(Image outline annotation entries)
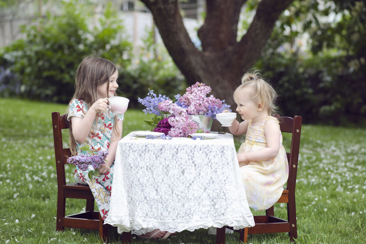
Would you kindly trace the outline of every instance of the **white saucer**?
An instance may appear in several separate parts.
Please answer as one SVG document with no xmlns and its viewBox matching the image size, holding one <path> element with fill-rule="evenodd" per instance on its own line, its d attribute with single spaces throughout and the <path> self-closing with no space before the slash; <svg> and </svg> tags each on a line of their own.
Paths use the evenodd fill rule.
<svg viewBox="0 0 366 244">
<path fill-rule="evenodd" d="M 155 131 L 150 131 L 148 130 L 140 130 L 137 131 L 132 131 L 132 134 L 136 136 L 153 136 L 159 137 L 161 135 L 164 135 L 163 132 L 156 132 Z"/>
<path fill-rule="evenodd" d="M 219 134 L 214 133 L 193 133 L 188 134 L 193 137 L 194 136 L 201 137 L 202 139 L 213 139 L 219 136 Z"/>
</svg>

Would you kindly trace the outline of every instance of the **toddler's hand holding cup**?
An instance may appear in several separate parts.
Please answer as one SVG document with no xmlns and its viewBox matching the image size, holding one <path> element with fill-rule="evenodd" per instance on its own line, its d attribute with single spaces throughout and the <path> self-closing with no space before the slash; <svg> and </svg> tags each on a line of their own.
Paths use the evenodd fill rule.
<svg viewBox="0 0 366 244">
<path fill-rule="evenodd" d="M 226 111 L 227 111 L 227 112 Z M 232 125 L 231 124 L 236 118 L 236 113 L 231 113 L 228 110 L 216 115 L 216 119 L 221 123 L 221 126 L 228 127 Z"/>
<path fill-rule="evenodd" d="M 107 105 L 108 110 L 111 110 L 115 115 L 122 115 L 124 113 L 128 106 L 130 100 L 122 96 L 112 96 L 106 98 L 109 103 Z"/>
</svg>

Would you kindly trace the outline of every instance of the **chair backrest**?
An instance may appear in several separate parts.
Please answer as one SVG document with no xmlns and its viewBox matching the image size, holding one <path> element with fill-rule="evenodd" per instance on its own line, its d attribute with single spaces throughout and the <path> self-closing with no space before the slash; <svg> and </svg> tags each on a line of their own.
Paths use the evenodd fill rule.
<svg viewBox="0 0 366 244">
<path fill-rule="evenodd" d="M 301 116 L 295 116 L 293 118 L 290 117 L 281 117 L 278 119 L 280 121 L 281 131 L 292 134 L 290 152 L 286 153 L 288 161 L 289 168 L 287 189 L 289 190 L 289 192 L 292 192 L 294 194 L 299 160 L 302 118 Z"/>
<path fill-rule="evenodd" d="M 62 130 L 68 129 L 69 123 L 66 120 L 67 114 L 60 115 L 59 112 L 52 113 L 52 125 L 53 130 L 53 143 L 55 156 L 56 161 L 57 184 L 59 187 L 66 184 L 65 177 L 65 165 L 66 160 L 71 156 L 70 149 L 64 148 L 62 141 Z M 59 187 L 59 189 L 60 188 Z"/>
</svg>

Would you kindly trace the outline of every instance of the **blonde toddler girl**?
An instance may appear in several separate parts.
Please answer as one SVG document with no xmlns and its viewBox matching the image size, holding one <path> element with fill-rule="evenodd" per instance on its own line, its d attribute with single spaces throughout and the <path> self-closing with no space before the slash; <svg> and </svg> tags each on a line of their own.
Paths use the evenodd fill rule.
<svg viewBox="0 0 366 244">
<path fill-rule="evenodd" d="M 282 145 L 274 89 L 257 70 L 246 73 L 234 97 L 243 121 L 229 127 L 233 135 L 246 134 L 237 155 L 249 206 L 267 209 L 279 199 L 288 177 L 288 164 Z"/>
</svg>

...

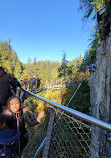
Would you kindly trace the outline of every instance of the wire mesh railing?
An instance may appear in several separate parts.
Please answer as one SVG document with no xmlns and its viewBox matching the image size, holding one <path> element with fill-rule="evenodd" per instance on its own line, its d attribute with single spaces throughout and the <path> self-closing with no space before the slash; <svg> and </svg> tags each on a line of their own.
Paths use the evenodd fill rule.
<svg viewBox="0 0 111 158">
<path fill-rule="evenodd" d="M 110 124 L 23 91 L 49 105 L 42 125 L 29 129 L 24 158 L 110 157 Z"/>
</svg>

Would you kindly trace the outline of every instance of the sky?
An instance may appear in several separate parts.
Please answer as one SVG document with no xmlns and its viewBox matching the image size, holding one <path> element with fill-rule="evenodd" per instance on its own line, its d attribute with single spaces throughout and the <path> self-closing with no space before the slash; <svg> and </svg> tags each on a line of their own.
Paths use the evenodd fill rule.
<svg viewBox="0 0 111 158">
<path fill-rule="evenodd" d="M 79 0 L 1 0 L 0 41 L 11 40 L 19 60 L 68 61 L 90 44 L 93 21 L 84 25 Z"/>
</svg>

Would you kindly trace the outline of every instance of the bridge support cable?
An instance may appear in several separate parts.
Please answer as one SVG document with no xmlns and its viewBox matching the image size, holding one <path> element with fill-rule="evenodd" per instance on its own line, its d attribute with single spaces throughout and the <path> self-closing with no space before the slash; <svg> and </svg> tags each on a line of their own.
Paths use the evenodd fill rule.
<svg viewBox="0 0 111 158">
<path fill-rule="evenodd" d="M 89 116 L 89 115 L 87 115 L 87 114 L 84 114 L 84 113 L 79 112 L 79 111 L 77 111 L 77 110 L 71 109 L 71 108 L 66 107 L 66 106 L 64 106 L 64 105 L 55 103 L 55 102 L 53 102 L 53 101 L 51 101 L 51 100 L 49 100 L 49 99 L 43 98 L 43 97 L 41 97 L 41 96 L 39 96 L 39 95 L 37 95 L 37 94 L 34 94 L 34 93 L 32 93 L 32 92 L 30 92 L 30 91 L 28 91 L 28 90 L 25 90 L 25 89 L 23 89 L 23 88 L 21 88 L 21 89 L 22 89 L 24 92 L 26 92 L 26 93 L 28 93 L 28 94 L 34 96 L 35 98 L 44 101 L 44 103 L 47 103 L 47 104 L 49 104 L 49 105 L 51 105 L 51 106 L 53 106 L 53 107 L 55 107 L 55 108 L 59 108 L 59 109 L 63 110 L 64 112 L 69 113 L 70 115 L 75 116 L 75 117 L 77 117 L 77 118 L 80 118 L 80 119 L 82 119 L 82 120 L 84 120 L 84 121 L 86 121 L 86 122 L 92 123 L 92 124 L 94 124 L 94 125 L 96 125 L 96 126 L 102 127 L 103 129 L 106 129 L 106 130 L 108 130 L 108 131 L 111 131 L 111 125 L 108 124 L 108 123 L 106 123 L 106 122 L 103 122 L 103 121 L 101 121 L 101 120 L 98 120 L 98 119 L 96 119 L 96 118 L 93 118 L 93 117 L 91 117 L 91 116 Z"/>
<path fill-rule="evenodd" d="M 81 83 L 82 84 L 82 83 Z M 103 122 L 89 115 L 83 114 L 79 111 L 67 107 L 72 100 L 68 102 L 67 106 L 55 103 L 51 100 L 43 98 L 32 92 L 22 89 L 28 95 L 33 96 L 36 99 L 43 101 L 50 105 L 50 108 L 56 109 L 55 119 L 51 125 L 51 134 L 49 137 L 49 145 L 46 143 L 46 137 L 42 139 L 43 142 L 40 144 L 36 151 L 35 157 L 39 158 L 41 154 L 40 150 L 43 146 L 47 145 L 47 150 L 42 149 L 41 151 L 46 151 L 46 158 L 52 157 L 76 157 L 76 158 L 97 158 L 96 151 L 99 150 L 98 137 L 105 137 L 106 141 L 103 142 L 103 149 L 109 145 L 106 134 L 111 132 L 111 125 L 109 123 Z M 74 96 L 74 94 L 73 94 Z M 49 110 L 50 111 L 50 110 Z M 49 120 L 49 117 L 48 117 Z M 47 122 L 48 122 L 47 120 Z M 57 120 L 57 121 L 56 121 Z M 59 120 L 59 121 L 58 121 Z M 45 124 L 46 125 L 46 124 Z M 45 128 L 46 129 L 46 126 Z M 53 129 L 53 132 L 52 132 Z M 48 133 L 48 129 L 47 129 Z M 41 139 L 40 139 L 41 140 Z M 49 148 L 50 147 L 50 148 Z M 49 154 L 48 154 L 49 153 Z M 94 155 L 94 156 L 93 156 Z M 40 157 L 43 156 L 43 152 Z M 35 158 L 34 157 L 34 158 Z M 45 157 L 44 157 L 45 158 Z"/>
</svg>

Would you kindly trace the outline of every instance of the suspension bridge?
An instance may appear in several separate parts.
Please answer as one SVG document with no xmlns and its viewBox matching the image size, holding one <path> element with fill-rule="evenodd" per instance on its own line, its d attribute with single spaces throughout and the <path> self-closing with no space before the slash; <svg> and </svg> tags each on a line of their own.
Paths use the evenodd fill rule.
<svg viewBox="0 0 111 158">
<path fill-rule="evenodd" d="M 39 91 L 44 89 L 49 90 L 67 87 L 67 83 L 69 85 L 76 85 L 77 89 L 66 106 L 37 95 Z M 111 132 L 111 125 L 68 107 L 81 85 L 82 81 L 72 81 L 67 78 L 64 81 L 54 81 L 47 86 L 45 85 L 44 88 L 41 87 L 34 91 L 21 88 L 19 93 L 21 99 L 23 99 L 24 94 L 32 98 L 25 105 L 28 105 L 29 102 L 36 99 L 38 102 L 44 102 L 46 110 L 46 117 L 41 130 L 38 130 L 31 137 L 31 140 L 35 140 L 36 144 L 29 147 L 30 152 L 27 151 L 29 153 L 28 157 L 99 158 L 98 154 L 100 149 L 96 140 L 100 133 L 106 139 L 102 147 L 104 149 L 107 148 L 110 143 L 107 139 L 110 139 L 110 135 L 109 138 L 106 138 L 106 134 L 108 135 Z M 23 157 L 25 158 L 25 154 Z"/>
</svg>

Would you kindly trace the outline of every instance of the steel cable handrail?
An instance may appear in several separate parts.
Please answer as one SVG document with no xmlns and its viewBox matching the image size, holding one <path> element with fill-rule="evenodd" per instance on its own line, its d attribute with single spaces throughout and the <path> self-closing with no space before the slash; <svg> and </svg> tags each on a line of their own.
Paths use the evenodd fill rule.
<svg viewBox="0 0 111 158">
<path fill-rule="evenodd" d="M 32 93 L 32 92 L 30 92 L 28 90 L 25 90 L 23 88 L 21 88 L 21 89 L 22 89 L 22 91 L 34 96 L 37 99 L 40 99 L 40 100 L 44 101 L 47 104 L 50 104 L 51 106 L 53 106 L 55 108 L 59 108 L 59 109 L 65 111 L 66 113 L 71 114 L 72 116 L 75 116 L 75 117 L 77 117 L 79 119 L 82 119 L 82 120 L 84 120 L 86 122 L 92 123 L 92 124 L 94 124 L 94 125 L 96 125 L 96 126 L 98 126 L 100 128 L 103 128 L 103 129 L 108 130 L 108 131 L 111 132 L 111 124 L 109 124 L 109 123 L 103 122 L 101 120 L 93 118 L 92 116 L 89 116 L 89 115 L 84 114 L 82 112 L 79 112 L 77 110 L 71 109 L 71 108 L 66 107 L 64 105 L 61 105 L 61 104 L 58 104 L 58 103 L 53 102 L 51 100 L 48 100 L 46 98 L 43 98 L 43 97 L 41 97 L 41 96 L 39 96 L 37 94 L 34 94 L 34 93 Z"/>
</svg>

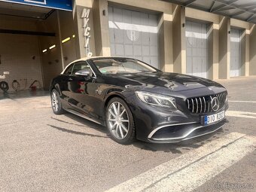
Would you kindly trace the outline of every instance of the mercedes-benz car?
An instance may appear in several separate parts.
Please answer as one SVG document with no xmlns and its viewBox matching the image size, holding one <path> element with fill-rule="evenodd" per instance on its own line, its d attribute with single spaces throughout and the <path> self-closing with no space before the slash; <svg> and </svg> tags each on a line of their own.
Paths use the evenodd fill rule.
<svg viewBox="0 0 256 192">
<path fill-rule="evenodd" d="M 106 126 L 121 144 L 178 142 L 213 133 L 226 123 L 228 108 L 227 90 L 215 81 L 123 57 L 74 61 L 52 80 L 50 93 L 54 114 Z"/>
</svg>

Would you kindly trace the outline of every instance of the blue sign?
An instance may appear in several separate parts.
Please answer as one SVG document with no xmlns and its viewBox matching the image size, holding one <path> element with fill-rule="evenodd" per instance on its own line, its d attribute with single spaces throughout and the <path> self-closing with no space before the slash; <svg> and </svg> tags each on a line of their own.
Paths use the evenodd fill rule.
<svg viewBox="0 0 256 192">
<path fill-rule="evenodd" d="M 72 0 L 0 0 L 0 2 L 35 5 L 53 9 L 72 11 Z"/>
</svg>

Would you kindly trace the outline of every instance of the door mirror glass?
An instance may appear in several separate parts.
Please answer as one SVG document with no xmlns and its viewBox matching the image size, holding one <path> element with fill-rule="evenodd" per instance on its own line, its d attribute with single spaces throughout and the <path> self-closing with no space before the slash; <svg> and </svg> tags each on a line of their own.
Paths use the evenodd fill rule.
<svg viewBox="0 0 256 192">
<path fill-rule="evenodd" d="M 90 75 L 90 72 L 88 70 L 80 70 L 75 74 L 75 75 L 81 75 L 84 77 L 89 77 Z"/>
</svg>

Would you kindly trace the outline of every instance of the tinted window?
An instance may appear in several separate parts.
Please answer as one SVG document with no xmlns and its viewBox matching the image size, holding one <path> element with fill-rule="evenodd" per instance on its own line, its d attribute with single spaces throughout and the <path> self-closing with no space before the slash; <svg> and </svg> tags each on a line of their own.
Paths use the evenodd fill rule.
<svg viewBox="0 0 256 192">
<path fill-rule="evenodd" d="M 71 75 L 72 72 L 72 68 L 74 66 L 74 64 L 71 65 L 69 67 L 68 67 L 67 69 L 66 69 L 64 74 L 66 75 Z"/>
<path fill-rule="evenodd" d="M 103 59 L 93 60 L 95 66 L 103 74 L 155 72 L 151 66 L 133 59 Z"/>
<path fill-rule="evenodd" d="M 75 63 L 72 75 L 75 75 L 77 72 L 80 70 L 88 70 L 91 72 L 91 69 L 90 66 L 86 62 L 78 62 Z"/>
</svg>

Set problem –
Please show every line of the records that contains the word "bridge", matching case exactly.

Response below –
Would you kindly trace the outline of every instance of the bridge support cable?
Would you kindly trace the outline of every instance of the suspension bridge?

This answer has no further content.